* [DATA ENTRIES]:
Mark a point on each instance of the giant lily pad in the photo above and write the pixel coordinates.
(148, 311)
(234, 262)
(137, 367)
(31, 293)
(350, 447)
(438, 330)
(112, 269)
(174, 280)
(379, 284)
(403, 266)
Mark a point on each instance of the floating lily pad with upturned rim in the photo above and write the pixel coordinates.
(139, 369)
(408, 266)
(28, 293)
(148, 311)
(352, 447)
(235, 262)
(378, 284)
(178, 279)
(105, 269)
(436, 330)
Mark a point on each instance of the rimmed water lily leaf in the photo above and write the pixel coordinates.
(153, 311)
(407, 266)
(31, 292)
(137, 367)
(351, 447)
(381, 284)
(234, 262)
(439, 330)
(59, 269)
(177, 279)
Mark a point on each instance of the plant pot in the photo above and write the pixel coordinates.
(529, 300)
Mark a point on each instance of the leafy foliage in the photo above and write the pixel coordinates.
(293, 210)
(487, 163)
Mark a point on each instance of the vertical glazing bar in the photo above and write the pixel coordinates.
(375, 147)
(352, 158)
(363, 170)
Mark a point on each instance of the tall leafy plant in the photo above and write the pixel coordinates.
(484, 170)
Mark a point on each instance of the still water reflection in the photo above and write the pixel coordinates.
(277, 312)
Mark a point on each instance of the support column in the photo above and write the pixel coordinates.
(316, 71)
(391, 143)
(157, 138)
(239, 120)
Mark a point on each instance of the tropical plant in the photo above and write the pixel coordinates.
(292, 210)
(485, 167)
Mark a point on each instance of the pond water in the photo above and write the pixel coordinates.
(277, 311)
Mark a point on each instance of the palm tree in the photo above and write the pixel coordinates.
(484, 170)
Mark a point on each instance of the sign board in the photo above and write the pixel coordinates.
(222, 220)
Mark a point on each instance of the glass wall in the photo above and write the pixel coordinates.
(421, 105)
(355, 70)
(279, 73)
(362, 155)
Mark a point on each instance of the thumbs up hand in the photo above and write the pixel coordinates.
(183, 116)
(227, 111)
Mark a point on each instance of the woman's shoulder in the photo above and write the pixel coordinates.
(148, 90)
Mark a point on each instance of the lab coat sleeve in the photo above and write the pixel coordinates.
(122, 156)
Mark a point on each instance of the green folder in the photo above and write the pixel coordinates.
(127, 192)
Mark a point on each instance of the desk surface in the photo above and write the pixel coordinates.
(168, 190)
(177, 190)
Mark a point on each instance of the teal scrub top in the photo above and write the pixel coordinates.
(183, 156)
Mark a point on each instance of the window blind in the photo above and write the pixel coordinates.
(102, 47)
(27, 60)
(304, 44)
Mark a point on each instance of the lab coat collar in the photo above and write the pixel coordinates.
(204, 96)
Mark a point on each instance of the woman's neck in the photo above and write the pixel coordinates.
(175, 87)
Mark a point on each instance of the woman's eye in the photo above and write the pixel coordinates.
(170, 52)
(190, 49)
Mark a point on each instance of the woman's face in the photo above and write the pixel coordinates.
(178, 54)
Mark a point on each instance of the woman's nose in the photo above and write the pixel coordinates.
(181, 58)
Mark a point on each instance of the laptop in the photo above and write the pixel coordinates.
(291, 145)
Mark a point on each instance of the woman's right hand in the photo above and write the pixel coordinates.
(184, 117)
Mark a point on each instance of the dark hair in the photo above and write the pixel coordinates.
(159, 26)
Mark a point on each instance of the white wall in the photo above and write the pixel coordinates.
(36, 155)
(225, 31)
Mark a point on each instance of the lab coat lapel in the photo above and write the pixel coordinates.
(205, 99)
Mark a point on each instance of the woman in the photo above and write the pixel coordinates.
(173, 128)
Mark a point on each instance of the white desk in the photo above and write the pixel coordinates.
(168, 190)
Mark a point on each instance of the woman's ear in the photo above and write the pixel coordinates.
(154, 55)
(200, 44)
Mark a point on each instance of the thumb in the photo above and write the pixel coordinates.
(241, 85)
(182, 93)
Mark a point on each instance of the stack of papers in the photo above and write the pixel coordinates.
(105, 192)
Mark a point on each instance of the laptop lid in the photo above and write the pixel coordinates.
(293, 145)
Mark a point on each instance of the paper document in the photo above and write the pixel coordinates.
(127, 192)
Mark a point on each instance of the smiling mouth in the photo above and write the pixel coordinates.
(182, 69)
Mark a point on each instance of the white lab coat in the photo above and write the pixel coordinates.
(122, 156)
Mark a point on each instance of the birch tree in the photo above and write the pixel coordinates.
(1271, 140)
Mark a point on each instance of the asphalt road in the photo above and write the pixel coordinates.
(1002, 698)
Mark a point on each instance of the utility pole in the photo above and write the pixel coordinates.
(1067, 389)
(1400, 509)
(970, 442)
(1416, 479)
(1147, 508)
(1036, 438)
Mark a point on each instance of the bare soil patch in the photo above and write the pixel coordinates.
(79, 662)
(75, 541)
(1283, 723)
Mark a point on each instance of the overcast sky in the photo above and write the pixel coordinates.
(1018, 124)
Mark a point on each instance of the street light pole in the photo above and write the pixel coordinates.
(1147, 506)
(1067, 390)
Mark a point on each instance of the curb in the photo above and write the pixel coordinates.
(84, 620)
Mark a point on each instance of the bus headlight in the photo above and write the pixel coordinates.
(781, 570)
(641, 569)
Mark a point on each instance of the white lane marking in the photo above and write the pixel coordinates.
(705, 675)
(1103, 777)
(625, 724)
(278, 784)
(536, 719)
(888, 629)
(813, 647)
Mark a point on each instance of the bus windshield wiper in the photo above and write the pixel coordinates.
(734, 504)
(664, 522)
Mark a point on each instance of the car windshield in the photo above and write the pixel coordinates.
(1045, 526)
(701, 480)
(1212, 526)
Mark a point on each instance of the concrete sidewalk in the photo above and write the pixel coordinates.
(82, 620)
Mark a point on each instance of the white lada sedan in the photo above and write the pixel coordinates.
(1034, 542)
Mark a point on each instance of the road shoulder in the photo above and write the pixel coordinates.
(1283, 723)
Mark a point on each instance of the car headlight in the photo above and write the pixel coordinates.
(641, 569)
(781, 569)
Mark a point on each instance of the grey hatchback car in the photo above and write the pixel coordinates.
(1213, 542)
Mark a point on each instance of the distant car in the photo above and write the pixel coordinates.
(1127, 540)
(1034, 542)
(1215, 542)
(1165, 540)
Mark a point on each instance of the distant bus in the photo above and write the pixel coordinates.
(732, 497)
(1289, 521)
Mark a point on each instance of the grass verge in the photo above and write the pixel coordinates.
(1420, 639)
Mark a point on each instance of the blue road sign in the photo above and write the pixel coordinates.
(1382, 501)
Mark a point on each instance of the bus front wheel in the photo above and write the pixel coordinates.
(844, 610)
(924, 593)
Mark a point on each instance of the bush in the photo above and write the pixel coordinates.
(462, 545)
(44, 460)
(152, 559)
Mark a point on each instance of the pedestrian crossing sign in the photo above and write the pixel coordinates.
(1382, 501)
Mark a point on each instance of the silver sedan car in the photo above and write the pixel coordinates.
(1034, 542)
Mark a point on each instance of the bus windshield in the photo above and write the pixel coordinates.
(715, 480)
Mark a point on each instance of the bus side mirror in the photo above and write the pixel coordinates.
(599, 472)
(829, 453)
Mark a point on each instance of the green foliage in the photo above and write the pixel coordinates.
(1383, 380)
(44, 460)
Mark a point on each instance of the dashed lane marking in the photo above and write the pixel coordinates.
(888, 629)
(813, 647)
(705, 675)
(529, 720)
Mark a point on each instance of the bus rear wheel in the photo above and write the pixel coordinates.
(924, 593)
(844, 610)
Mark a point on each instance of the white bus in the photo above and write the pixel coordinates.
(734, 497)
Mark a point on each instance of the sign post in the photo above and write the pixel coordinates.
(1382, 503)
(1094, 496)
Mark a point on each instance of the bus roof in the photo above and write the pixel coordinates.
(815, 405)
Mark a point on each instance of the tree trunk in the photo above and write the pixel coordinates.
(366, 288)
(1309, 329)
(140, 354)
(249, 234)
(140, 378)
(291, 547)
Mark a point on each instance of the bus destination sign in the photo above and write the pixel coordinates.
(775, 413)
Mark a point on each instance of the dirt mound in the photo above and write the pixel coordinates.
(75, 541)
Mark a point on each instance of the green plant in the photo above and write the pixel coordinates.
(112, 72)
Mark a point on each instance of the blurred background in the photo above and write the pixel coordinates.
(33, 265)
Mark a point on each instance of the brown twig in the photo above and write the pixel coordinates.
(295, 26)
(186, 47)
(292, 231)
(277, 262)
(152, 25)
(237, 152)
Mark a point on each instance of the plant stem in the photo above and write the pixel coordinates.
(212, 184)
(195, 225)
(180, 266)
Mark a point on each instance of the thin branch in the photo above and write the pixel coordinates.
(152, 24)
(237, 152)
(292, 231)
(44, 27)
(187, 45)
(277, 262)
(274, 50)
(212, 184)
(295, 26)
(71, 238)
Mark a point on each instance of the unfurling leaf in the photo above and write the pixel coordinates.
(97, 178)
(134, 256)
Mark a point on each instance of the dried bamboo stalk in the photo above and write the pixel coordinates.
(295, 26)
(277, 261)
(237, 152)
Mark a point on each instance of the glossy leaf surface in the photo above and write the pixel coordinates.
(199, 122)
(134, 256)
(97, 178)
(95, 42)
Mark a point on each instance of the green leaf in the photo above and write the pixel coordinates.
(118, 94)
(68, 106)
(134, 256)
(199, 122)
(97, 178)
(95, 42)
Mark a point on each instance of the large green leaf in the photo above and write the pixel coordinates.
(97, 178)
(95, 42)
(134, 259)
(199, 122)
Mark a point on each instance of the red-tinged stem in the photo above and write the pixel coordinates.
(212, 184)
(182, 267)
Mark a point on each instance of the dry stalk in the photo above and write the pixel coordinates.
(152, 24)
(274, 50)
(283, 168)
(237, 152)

* [DIRECTIONS FOR THIS TASK]:
Convert the records above into a numbered list, from the line containing "Mark a point on each instance of the thin" through the end of the records, leaving out any blank lines.

* [REPLY TO THE TASK]:
1. Mark a point on each instance of the thin branch in the photo above and write the pixel coordinates.
2. (152, 24)
3. (237, 152)
4. (292, 231)
5. (44, 27)
6. (187, 45)
7. (277, 262)
8. (274, 50)
9. (212, 184)
10. (295, 26)
11. (71, 238)
12. Mark a point on each instance of the unfurling leaf in the photo above and write the pixel coordinates.
13. (97, 178)
14. (134, 256)
15. Mark a point on each instance of the dried bamboo stalk in the photo above and write the pixel coordinates.
16. (295, 26)
17. (277, 261)
18. (237, 152)
19. Mark a point on each instance of the glossy leaf surface in the photo above and write the pixel coordinates.
20. (199, 122)
21. (134, 256)
22. (97, 178)
23. (95, 42)
24. Mark a point on each instance of the green leaf in the photo above and write the pixel coordinates.
25. (118, 94)
26. (68, 106)
27. (134, 256)
28. (199, 122)
29. (97, 178)
30. (95, 42)
31. Mark a point on each instance of the large green leaf in the photo above and write the pixel coordinates.
32. (97, 178)
33. (95, 42)
34. (134, 259)
35. (199, 122)
36. Mark a point on each instance of the red-tinged stem in the photo above and write the pixel coordinates.
37. (212, 184)
38. (182, 267)
39. Mark a point on each instance of the dry stalk in the photo above and write the pixel coordinates.
40. (152, 24)
41. (274, 50)
42. (283, 168)
43. (237, 152)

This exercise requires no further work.